# Start of RECORD EXCERPTS

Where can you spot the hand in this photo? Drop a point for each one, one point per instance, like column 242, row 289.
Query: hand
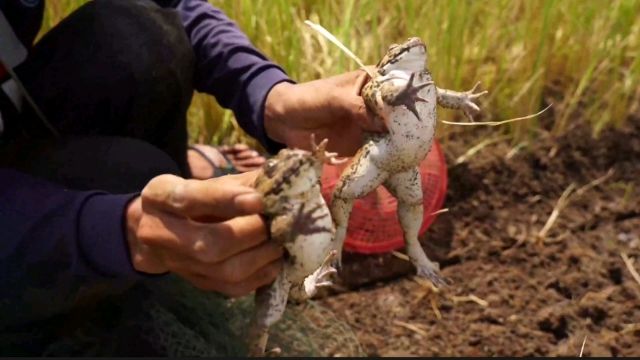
column 206, row 231
column 242, row 157
column 331, row 108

# End of RECORD EXCERPTS

WHAT THIS TASK INVOLVES: Copy out every line of the rows above word for word, leaving out the pictures.

WRITTEN RESPONSE:
Where can you spot the hand in this photo? Drop a point for each one, one point per instance, like column 242, row 289.
Query: hand
column 206, row 231
column 242, row 157
column 331, row 108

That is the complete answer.